Boekverzamelaars en -restaurateurs zien uiteraard geen enkele reden om het uit elkaar te laten halen. Vanuit het standpunt van het openbaar kunstbezit (waartoe het schetsboek na de aankoop door de stad Antwerpen toch behoort) is het niet-uiteenhalen echter doodzonde. Maar aangezien de schetsen na heel wat omzwervingen in de verzameling van de Amsterdamse boekhandelaar H.D. Pfann terechtkwamen, eer ze aan het Stedelijk Prentenkabinet werden verkocht, konden de boekenvrienden wellicht hun voorwaarden stellen, en niet de verdedigers van het openbaar kunstbezit. Voor de prijs die betaald is door de gemeenschap, mag absoluut een grotere toegankelijkheid van het schetsboekje worden geëist.

Dat het van de hand van Rubens zou zijn, werd pas in 1972 gesteld door professor Van Regteren Altena. Een wat gewaagde toeschrijving wellicht, gelet op de nog ongevormde hand van de knaap. Van Regteren Altena wees er evenwel op dat de schilder op zijn Nederlandse reis aan de Duitse biograaf Joachim von Sandrart zou hebben verteld, dat hij in zijn jeugd Holbeins Dodendans had zitten afpennen. Tot in de negentiende eeuw werd het boekje soms aan Rubens’ leerling Jan Boeckhorst, meestal aan Hans Holbein zelf toegeschreven. Toen bleek dat het om kopieën naar prenten ging, en geen ontwerpen, omdat ze in dezelfde richting als de prenten zijn uitgevoerd. (Bij het drukken verschijnt de prent in spiegelbeeld). Bovendien ontdekte men het monogram van de graveur Hans Lützelburger. De toeschrijving aan Holbein zelf werd opgegeven, het boekje verdween uit het kunsthistorisch discours tot in 1972.

EEN STEEN IN DE TOONKAST

De veertien Afrikaanse kunstenaars die in het MUHKA hun Memorias Intimas, Marcas (persoonlijke herinneringen, sporen) ondergebracht hebben, dragen hun beelden van de dood nog vers in zich. Voor een deel afkomstig uit Zuid-Afrika, Angola en Cuba, waren ze rechtstreeks of onrechtstreeks betrokken bij de militaire operatie die het Zuid-Afrikaans apartheidsregime in 1987 op Angolees grondgebied opzette – het eigenlijke aanknopingspunt voor deze internationaal rondreizende tentoonstelling. De slag om Cuito Cuanavale, verloren door de Zuid-Afrikaanse agressor, werd door degenen die erover berichtten – met uitzondering van de militairen – als bijzonder absurd ervaren.
-- -- --
#### Schriftelijke opdracht A
Geef uit het fragment over kunst letterlijk de passage weer van "De veertien Afrikaanse" tot en met "bijzonder absurd ervaren.".
#### Schriftelijke opdracht B
Zet het fragment over kunst voort na de laatste zin, die over de slag om Cuito Cuanavale.
De vermeldingen heb je hier niet nodig.

#### Gegevensoverzicht
-- -- --
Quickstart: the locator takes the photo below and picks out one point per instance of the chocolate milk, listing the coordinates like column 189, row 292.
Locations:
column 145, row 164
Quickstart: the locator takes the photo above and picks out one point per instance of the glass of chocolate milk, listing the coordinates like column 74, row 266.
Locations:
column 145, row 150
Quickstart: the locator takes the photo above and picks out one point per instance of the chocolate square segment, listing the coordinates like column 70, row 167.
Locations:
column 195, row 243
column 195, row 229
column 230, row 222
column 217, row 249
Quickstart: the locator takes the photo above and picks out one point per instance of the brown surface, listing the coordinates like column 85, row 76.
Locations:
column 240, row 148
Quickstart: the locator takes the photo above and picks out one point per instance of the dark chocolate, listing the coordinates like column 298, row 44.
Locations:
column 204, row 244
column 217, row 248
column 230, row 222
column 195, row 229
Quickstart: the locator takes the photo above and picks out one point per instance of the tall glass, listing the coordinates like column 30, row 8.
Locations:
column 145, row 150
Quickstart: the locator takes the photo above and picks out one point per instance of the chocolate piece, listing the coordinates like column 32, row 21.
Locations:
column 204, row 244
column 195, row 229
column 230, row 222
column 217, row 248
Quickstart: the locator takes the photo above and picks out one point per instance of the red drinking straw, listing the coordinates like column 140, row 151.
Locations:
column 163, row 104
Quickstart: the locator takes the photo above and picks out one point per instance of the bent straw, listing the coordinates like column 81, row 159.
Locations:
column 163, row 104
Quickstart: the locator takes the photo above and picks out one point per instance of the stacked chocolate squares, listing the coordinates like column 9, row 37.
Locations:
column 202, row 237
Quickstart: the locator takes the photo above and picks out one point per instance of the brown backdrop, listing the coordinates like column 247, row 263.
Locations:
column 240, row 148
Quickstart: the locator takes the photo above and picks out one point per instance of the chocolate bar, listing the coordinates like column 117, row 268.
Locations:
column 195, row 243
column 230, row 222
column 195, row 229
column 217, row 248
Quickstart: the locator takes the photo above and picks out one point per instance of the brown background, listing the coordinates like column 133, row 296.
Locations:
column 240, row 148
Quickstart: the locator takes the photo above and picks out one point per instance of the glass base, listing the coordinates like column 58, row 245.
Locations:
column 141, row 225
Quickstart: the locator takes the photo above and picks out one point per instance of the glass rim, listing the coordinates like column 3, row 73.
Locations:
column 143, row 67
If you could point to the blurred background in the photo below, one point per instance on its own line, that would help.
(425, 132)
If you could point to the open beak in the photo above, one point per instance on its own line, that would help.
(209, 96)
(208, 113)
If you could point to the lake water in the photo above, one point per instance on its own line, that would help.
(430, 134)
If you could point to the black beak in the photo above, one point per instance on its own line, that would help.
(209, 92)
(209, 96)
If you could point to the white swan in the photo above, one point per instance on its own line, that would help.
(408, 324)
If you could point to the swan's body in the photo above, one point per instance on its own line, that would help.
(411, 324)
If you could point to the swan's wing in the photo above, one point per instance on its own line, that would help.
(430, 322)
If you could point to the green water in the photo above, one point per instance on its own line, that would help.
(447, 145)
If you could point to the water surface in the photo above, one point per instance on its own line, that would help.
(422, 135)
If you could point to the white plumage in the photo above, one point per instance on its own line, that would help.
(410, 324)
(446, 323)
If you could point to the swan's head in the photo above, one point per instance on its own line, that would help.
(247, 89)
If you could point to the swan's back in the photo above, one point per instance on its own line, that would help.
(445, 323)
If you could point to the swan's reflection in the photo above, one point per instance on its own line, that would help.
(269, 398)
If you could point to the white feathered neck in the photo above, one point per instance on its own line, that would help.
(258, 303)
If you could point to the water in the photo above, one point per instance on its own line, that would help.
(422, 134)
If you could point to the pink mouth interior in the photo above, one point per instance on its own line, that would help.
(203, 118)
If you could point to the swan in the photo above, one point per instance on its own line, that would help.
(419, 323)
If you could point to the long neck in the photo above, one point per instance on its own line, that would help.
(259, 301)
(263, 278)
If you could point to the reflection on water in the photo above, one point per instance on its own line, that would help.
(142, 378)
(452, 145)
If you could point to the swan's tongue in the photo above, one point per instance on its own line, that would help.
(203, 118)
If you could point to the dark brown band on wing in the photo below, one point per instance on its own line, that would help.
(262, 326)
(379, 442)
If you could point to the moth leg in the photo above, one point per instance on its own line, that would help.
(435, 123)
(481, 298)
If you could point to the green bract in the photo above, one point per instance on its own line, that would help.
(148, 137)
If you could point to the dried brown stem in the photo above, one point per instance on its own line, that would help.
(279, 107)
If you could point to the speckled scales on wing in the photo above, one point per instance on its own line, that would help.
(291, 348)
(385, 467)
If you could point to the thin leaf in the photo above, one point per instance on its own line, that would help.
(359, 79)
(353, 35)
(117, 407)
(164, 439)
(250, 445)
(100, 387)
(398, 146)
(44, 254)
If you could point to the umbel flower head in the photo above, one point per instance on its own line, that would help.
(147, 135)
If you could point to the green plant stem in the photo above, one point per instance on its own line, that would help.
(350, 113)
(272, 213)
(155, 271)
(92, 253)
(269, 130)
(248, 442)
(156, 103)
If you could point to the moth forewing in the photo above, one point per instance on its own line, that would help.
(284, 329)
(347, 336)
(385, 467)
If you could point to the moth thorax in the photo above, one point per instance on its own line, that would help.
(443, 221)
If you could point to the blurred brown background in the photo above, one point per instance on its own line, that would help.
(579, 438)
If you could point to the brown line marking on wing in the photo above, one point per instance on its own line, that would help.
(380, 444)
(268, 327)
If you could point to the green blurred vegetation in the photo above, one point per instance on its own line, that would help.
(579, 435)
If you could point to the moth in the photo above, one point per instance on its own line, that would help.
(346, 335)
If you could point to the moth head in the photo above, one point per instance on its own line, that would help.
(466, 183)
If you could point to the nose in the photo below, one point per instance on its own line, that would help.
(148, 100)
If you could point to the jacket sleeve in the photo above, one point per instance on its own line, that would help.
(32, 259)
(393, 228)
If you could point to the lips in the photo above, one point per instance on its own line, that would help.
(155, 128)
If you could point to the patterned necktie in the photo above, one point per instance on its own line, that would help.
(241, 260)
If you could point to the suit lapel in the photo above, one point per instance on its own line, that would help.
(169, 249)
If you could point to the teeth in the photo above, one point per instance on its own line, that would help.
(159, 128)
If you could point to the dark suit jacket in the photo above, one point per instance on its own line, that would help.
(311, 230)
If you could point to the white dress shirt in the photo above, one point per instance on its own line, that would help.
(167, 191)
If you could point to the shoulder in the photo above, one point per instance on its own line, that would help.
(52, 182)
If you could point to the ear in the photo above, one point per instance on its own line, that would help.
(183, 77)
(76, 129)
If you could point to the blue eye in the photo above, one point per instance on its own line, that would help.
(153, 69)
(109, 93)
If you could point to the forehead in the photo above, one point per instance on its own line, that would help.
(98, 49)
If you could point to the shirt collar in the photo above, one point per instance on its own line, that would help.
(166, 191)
-- -- --
#### Uitwerking A
De veertien Afrikaanse kunstenaars die in het MUHKA hun Memorias Intimas, Marcas (persoonlijke herinneringen, sporen) ondergebracht hebben, dragen hun beelden van de dood nog vers in zich. Voor een deel afkomstig uit Zuid-Afrika, Angola en Cuba, waren ze rechtstreeks of onrechtstreeks betrokken bij de militaire operatie die het Zuid-Afrikaans apartheidsregime in 1987 op Angolees grondgebied opzette – het eigenlijke aanknopingspunt voor deze internationaal rondreizende tentoonstelling. De slag om Cuito Cuanavale, verloren door de Zuid-Afrikaanse agressor, werd door degenen die erover berichtten – met uitzondering van de militairen – als bijzonder absurd ervaren.

#### Uitwerking B
In 1997 trokken enkele kunstenaars opnieuw naar Cuito Cuanavale om hun oorlogstrauma’s in Memorias Intimas uit te drijven. Ze verbreedden hun invalshoek, en betrokken kunstenaars uit Kongo, Kameroen, Burundi en Europa bij een project dat behalve een tentoonstelling ook een website, een krant, een cd, lezingen en een film ( Blending Emotions) omvat. Het werd een universeel statement tegen oorlog, racisme, post-kolonialisme en de misdaden tegen de mensheid die ermee gepaard gaan. Geen algemene politieke stellingnamen evenwel, maar beeldende expressies van individuele ervaringen. Rauw veelal, maar ook met afwisselend poëtische, cynische of elegische ondertonen.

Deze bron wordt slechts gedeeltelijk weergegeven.